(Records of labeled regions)

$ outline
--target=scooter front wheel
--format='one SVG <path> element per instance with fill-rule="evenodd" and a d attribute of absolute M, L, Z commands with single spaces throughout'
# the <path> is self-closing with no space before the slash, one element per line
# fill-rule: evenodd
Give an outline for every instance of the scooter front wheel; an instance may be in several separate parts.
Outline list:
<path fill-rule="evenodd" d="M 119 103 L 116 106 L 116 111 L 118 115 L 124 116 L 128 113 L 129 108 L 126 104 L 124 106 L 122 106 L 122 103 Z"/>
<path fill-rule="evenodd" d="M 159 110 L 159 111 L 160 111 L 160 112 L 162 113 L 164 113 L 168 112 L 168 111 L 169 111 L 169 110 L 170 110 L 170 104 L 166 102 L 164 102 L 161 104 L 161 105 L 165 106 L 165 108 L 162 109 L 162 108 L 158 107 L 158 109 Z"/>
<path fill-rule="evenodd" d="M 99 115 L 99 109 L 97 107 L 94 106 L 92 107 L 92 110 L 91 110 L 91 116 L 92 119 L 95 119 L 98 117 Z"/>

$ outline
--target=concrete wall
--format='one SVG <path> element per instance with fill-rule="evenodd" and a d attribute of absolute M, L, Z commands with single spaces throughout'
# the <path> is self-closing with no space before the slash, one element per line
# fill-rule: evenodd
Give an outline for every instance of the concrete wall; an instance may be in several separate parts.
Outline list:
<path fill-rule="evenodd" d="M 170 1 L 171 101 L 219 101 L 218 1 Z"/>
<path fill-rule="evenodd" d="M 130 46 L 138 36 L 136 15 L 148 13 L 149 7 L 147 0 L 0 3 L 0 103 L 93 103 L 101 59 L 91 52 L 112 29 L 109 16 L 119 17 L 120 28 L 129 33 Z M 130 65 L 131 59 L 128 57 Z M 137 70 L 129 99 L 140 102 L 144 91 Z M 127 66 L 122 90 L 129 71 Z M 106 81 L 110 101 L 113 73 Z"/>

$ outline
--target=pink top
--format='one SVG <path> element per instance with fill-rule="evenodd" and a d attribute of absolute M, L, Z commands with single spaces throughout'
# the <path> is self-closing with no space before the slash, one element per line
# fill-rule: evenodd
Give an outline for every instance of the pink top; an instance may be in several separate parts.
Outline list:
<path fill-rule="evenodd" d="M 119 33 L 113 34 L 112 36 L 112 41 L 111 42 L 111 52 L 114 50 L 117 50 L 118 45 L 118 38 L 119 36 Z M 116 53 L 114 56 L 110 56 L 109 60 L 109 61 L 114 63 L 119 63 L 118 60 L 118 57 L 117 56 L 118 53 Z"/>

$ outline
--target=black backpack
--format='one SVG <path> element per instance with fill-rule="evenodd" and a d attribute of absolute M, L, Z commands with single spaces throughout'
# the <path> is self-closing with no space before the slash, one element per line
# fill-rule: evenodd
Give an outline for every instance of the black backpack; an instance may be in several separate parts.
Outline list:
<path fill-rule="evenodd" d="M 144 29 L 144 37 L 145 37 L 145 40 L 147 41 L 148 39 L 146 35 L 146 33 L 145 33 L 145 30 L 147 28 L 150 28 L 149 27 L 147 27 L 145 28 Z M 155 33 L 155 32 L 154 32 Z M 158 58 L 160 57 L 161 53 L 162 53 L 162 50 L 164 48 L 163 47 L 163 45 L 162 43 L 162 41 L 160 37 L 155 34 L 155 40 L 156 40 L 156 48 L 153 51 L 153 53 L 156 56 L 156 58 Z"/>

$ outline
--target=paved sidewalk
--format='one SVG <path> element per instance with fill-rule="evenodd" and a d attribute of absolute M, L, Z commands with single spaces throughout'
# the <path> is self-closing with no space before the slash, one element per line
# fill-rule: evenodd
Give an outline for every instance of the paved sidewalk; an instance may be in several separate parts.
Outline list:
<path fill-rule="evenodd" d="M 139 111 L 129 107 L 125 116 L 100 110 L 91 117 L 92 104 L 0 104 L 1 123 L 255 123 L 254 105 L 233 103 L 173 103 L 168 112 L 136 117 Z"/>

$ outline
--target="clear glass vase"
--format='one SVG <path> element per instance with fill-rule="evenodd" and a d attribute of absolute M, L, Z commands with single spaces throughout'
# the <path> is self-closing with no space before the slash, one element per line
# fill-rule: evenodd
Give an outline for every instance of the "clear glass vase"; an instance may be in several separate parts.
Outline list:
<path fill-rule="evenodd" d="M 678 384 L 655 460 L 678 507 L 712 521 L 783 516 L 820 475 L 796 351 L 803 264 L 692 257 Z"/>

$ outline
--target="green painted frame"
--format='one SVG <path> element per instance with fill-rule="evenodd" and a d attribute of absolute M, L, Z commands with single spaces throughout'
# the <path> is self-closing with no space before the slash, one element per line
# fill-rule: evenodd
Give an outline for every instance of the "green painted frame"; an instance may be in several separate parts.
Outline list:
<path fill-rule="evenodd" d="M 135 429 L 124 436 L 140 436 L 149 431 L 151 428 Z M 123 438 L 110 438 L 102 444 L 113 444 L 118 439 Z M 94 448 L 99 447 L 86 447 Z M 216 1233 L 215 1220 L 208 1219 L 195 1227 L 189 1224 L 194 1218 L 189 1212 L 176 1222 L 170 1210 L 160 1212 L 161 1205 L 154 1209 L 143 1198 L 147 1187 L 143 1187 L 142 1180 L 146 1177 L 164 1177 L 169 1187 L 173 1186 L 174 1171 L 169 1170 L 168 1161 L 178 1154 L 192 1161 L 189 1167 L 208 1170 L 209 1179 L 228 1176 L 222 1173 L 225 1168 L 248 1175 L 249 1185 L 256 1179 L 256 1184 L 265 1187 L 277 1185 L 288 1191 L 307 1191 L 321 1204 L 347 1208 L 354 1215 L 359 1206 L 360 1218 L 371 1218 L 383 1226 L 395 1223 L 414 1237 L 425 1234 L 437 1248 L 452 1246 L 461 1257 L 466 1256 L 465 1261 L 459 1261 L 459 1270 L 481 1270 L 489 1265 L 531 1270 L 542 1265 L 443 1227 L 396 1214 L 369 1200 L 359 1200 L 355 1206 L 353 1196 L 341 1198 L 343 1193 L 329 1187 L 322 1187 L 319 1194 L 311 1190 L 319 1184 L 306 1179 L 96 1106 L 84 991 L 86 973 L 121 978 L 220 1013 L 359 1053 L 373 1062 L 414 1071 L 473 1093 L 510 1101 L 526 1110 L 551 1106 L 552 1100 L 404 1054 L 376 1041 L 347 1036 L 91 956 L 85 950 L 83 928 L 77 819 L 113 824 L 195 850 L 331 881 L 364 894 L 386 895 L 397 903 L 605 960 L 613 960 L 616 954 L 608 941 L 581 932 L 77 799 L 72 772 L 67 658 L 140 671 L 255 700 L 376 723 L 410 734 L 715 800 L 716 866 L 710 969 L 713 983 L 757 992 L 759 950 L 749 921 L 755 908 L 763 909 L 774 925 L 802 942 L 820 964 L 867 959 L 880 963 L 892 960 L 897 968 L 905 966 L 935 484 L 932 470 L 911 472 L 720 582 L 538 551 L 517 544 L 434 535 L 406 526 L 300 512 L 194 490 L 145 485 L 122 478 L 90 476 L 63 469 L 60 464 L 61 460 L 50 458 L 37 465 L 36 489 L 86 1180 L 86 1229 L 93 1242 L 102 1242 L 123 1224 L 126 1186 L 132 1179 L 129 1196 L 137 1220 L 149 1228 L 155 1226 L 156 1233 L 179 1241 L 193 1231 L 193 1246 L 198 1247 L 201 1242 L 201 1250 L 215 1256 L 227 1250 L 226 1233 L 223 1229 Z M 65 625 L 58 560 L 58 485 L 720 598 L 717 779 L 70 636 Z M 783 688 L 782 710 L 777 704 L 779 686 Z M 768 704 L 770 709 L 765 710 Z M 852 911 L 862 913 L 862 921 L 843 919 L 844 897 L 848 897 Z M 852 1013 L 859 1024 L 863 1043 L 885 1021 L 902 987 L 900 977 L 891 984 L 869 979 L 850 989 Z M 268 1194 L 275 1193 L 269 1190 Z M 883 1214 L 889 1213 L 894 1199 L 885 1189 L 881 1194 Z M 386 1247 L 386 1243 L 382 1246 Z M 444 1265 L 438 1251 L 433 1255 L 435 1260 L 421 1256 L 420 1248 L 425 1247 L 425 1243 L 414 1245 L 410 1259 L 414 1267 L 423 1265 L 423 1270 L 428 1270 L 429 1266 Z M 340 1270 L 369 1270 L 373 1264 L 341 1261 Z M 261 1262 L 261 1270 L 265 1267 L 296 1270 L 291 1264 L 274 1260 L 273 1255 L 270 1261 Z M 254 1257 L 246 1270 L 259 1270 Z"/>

● **WORK REQUIRED**
Show every line in the items that contains the string "paved". Case counts.

● **COMPLETED TASK**
--target=paved sidewalk
Give an outline for every instance of the paved sidewalk; an instance may be in several separate parts.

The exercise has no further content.